- [Brano]:
+ + +

    Se la comunità scientifica dimostra di non possedere limiti etici nell’utilizzo delle cavie di laboratorio, allora deve essere la legge a intervenire con maggior decisione e i nostri rappresentanti politici hanno il dovere il rispettare la volontà dei loro elettori e non quella delle aziende che campano grazie alla vivisezione.
    E che dire degli esperimenti ripetitivi, che da anni producono sempre il medesimo risultato, sempre del tutto inutile per l’uomo?
    Per non parlare della sperimentazione clinica sull’uomo avviata in PARALLELO agli studi su animali: segno evidente che il risultato animale viene considerato irrilevante dagli stessi ricercatori.
    Dovrebbe essere nell’interesse di tutti ridurre il sacrificio degli animali, invece i ricercatori si difendono sempre con frasi del tipo "è la legge che ci impone questi protocolli, noi ne faremmo volentieri a meno".
    E intanto il numero di animali utilizzati per questa barbarie è in continuo aumento.

+ + +

- [Dati dell'esercizio]:
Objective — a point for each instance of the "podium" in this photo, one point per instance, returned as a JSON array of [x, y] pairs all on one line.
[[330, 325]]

+ + +

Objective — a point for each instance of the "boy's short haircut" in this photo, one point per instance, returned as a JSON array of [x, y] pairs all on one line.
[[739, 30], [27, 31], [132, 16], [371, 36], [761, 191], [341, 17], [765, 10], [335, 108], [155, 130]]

+ + +

- [Consegna]:
Rispondi alle domande sul brano sulla sperimentazione animale.
1. Secondo il brano, chi deve intervenire con maggior decisione se la comunità scientifica non dimostra limiti etici?
2. In parallelo a che cosa viene avviata la sperimentazione clinica sull'uomo?
3. Come si descrive nel brano il numero di animali utilizzati?
Le voci riportate non hanno alcun peso in questo lavoro.

- [Soluzione]:
1. Deve intervenire la legge.
2. Viene avviata in parallelo agli studi su animali.
3. È descritto come in continuo aumento.